The Broken Bones of Tube-Fed Kids: The Problem of Neocate

Neocate

Some kids have very little luck, and I recently met the moms of three such kids.  All three kids have “trach” (tracheostomy) tubes, and all three kids were sensitive to cow’s milk.  For that reason, shortly after birth, all three kids went on Nutricia’s “Neocate” formula as their primary source of nutrition.

The results were disastrous. Broken bone after broken bone.  Eventually, each kid was diagnosed with hypophosphatemia: an absence of the phosphate needed for strong bones. Another name for this problem is Rickets. Either way, it means extremely weak bones.  And it meant years of misery for each of these families. One child, aged three, suffered 30 broken bones. The damage is permanent.

The Neocate, from all that’s known, was the problem. The company that makes it, Nutricia, knew about the problem by October 2015 at the latest. But families depending on Neocate to feed their sensitive kids did not find out about the problem until much later. Nutricia now admits the problem.

══════════════════════════════

* **PROBLEMS AND TASKS**:
**A.** According to the Neocate article, by what date did Nutricia know about the problem at the latest?
**B.** Please write the next few sentences of the Neocate article, picking up after its final sentence.
The entries that follow come from a separate source and are not part of the Neocate article.

══════════════════════════════

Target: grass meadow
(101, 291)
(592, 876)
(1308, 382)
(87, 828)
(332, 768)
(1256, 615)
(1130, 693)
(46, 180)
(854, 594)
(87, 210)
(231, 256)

══════════════════════════════

* **RESPONSE LIST**:
**A.** October 2015.

**B.**
In 2017, the journal Bone published an article signed off by 21 authors from places like Yale and the Mayo Clinic and Walter Reed.  Their conclusion is simple: 51 kids had otherwise unexplained “hypophosphatemia.” Most had complex illnesses and had been fed *solely* with Neocate. 94% of these kids had rickets. That means, as shown below, their bones were too weak to avoid breaking. Taking kids *off* Neocate strengthened their bones, though often permanent damage had already been done. The picture below is a before-and-after: on the left is a kid being fed by Neocate, and on the right is the same kid after he was taken off the Neocate.  The results are striking: the bones on the right look so much stronger.  The 21 authors all decided to “strongly recommend” careful monitoring for kids on Neocate.

rickets

There’s an easy fix: if your kid uses Neocate as his or her primary source of nutrition, make your doctor reads the study linked above.  There is no reason for your family to go through what the families that called me went through.